**Source passage:**
After 15 months of war, Israel and Hamas reached an agreement for a ceasefire in Gaza and the release of hostages. The return operation is called Derech Eretz, "the path of the land" in Hebrew.
The agreement will come into effect on Sunday, January 19, and is in three phases, with an initial 42-day ceasefire during which there will be a gradual release of the first 33 hostages and a gradual withdrawal of Israeli forces from populated areas of the Gaza Strip. The third phase envisages the return of the bodies of the killed hostages held in Gaza and the establishment of a reconstruction plan and a new governing structure.
Israel reportedly agreed to release at least 1,000 Palestinian prisoners during the first phase, including about 190 who have been serving 15-year sentences (including some sentenced to life imprisonment). No one will be allowed to go to the West Bank, and none of the militiamen who took part in the October 7, 2023 attack will be released, nor will Marwan Barghouti, the leader of the first Intifada sentenced to life imprisonment, be released. Israel also rejected Hamas’s demand to return the body of Yahya Sinwar, the militia leader killed last October.
Vehicles and other transport will be able to pass through a crossing adjacent to Salah al-Din Street, monitored by an X-ray machine operated by a Qatari-Egyptian security team. The agreement will reportedly see Israeli forces remain in the Philadelphia Corridor, which separates Gaza from the Egyptian Sinai in the south of the Strip, while maintaining a buffer zone of about 800 meters along the eastern and northern borders during the first 42-day phase. Israeli forces are also to withdraw from the Netzarim Corridor, which divides the Strip in two and leads to the Mediterranean.
The agreement will also include an increase in humanitarian aid sent to the Strip by international organizations, including the United Nations, to an estimated 600 truckloads per day.
Many Palestinians and families of Israeli hostages celebrated the news, but the fighting on the ground in Gaza did not stop.
The Hamas-run Civil Defense Agency reported that Israeli airstrikes killed more than 20 people after the Qatari announcement. They included 12 people living in an apartment block in the Sheikh Radwan neighborhood of Gaza City, it said. There was no immediate comment from the Israeli military.
Israel launched a campaign to destroy Hamas - which is banned as a terrorist organization by Israel, the US and others - in response to an October 7, 2023 attack in which about 1,200 people were killed and 251 others were taken hostage.
More than 46,700 people have been killed in Gaza since then, according to the Hamas-run health ministry. Most of the population of 2.3 million has been displaced, while there is widespread destruction and severe shortages of food, fuel, medicine and shelter.

Data entries

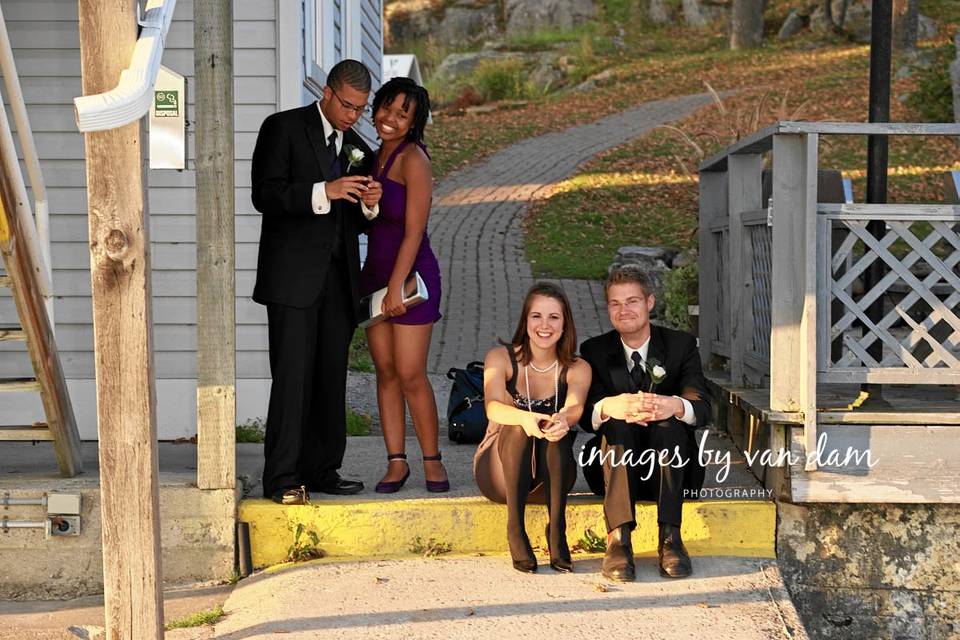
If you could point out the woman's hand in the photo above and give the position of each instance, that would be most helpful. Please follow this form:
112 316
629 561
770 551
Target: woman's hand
530 422
558 427
393 302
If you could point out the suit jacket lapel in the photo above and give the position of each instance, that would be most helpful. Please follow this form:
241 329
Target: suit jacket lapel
617 365
318 141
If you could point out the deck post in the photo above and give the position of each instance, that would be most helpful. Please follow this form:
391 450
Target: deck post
793 352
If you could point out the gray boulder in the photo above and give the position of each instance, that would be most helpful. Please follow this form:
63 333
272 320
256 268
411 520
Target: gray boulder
654 261
458 65
525 16
701 13
926 28
452 22
792 25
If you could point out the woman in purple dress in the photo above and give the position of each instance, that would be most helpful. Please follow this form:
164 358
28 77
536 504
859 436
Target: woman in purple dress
398 246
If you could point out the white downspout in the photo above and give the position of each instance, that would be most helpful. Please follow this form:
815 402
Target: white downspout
30 158
130 100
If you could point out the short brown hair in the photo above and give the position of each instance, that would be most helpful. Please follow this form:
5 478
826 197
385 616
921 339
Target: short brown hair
566 346
626 274
349 72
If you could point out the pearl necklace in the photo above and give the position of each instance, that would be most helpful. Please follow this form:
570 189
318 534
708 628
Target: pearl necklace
544 370
556 384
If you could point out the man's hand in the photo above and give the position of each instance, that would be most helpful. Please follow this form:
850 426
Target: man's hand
656 407
350 188
626 406
371 196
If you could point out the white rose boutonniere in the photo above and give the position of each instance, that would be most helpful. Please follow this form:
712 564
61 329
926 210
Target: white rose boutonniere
355 156
657 373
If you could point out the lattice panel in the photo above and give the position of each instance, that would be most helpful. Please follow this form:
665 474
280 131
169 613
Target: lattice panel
918 334
761 238
720 285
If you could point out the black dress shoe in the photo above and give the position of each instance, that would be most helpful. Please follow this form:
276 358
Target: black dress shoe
562 561
674 559
618 561
290 496
338 487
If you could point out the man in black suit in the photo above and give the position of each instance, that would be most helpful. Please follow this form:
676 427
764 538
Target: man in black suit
308 272
646 398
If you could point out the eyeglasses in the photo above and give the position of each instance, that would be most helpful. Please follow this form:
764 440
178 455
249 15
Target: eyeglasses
629 303
350 107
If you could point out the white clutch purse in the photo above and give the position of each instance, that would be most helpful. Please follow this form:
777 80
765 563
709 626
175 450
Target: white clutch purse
371 306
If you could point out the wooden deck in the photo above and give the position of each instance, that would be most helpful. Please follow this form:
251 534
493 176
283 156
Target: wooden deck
908 452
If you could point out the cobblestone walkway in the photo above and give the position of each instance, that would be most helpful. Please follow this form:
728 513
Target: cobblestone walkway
476 230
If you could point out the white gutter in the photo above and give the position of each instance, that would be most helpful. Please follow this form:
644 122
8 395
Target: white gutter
130 100
30 158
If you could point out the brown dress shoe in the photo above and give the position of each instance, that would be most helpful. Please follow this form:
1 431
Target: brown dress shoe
618 561
674 559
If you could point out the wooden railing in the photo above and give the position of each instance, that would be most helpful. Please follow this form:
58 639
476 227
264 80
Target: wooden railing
782 295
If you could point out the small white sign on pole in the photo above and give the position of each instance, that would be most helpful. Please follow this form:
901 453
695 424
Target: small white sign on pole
168 120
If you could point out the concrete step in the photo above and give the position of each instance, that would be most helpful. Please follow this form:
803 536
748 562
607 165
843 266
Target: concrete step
364 529
725 599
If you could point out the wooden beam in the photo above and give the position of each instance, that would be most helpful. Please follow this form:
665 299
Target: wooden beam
744 194
216 291
713 210
122 328
793 356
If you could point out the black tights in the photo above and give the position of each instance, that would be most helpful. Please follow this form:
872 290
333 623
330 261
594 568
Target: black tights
555 466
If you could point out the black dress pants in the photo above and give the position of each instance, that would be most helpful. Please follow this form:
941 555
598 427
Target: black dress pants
306 419
622 485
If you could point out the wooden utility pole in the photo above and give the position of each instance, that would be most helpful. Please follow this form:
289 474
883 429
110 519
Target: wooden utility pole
216 354
122 334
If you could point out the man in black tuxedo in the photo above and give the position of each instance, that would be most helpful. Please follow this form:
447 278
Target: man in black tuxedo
663 365
308 271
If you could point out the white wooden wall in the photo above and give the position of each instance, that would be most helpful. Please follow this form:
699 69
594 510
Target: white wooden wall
45 39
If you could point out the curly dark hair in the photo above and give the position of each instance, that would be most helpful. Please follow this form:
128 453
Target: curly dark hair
411 91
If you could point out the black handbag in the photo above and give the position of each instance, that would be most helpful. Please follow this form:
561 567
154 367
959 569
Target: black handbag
466 418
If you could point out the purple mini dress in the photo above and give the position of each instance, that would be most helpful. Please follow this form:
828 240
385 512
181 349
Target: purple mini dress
385 236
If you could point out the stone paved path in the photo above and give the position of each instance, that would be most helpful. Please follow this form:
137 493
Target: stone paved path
476 230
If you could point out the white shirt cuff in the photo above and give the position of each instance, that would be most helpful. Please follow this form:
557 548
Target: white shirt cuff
319 200
688 416
595 418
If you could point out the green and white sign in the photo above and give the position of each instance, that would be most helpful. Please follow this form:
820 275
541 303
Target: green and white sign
168 122
166 104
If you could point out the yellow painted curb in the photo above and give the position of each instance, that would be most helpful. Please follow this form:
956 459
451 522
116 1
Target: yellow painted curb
385 529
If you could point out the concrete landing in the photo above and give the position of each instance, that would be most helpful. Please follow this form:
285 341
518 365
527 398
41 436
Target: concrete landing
727 598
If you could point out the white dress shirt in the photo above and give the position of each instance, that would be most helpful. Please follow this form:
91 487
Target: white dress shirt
319 200
596 420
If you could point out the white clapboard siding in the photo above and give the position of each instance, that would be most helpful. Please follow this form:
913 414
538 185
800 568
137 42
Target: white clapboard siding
45 39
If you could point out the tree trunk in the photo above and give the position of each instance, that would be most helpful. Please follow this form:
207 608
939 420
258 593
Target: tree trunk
746 24
906 16
122 337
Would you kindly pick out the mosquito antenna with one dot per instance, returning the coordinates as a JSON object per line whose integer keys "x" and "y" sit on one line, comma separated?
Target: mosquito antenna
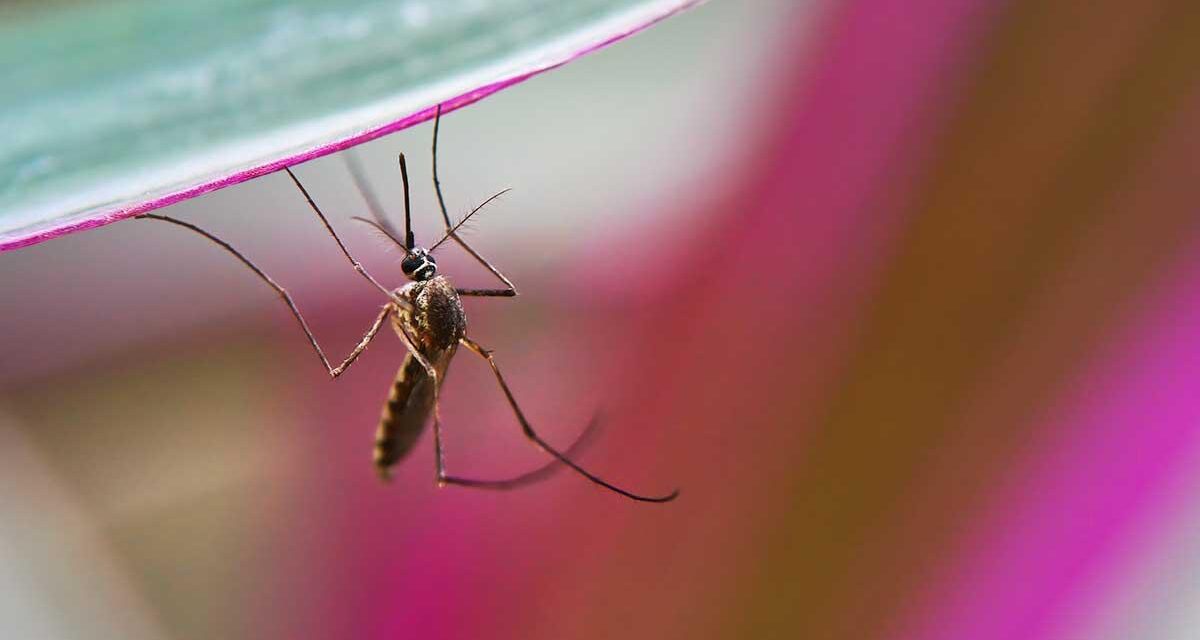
{"x": 357, "y": 264}
{"x": 382, "y": 229}
{"x": 437, "y": 184}
{"x": 409, "y": 241}
{"x": 369, "y": 195}
{"x": 451, "y": 231}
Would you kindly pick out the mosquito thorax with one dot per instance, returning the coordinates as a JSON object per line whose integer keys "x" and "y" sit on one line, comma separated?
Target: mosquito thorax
{"x": 419, "y": 264}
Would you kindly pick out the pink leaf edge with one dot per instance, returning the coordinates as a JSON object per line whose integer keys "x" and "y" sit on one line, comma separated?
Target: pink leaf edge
{"x": 107, "y": 216}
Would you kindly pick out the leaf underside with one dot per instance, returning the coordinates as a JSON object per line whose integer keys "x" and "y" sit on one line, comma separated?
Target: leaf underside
{"x": 112, "y": 109}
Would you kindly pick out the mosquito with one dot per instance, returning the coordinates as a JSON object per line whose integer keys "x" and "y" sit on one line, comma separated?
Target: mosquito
{"x": 427, "y": 316}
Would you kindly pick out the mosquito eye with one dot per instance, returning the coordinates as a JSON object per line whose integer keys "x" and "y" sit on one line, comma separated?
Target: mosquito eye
{"x": 420, "y": 265}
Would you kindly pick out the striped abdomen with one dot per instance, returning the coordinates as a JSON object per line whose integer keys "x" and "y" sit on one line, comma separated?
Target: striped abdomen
{"x": 405, "y": 414}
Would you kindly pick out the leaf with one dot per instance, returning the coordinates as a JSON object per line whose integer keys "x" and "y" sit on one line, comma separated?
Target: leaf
{"x": 111, "y": 109}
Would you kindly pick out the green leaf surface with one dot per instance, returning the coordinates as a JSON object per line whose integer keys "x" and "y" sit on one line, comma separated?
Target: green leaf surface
{"x": 115, "y": 108}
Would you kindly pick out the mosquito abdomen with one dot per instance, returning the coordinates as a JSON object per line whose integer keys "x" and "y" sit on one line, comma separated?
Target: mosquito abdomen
{"x": 403, "y": 416}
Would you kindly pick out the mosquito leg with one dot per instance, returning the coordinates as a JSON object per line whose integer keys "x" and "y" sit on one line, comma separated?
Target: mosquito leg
{"x": 545, "y": 446}
{"x": 523, "y": 479}
{"x": 285, "y": 295}
{"x": 358, "y": 267}
{"x": 445, "y": 216}
{"x": 363, "y": 344}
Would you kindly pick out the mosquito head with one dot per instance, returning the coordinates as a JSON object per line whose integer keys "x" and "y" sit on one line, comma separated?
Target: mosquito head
{"x": 419, "y": 264}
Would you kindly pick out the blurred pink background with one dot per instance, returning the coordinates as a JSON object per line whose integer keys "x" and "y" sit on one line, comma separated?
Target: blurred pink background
{"x": 901, "y": 294}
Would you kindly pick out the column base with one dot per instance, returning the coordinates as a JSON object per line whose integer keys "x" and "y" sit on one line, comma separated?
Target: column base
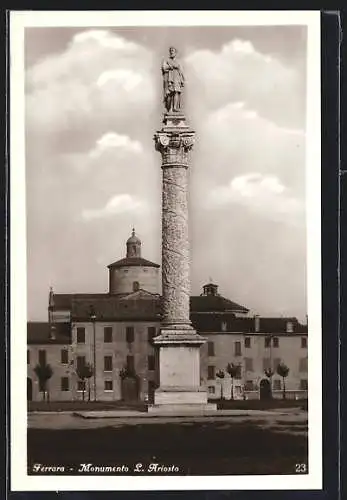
{"x": 180, "y": 392}
{"x": 181, "y": 401}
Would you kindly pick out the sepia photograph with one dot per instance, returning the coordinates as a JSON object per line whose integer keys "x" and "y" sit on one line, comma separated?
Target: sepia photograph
{"x": 165, "y": 268}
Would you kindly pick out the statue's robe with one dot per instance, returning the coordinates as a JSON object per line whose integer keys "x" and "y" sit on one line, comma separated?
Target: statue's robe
{"x": 173, "y": 78}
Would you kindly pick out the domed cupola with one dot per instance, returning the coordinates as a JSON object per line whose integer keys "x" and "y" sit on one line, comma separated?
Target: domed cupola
{"x": 133, "y": 246}
{"x": 133, "y": 273}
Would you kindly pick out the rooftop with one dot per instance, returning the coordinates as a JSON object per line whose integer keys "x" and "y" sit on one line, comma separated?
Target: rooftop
{"x": 133, "y": 261}
{"x": 39, "y": 332}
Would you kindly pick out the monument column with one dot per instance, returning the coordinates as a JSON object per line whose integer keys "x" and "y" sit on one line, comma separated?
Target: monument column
{"x": 178, "y": 343}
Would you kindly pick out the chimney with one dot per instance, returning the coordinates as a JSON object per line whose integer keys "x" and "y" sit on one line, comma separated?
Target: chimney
{"x": 289, "y": 327}
{"x": 52, "y": 330}
{"x": 256, "y": 323}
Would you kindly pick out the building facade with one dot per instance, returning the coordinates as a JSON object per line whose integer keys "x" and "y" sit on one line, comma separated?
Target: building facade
{"x": 113, "y": 334}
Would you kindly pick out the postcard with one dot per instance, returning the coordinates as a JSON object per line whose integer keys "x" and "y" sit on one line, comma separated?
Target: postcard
{"x": 165, "y": 250}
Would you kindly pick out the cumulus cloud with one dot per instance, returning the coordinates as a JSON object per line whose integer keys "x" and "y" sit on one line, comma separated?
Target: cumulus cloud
{"x": 92, "y": 80}
{"x": 118, "y": 204}
{"x": 113, "y": 141}
{"x": 263, "y": 194}
{"x": 239, "y": 72}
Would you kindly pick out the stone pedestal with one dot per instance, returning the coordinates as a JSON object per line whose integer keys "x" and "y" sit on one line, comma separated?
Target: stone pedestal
{"x": 178, "y": 343}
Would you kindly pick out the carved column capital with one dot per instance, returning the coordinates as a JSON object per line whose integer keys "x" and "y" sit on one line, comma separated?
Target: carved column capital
{"x": 174, "y": 147}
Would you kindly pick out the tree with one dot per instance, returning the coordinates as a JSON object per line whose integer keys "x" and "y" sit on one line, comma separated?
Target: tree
{"x": 85, "y": 372}
{"x": 234, "y": 371}
{"x": 44, "y": 372}
{"x": 220, "y": 374}
{"x": 282, "y": 371}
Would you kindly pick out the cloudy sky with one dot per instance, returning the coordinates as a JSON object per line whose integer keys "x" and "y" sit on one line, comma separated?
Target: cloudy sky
{"x": 93, "y": 103}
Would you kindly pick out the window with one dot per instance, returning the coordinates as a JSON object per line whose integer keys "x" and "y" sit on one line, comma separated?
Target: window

**Task requirements:**
A – Answer these questions from the Gaza ceasefire article:
(i) What is the return operation called?
(ii) About how many truckloads of humanitarian aid per day is the agreement expected to allow?
(iii) How many people were killed in the October 7, 2023 attack?
B – For each statement, say yes or no according to the Gaza ceasefire article, and quote the words that settle it.
(i) The initial ceasefire lasts 42 days.
(ii) Israel agreed to return the body of Yahya Sinwar.
(iii) The fighting on the ground in Gaza stopped once the news came out.
C – Print the part of the Gaza ceasefire article starting with "Many Palestinians and" and going on through "the Israeli military.".
The items have no connection to the Gaza ceasefire article.

**Responses to the tasks:**
A –
(i) Derech Eretz
(ii) About 600 truckloads per day
(iii) About 1,200 people

B –
(i) Yes: "an initial 42-day ceasefire"
(ii) No: "Israel also rejected Hamas’s demand to return the body of Yahya Sinwar"
(iii) No: "but the fighting on the ground in Gaza did not stop."

C –
Many Palestinians and families of Israeli hostages celebrated the news, but the fighting on the ground in Gaza did not stop.
The Hamas-run Civil Defense Agency reported that Israeli airstrikes killed more than 20 people after the Qatari announcement. They included 12 people living in an apartment block in the Sheikh Radwan neighborhood of Gaza City, it said. There was no immediate comment from the Israeli military.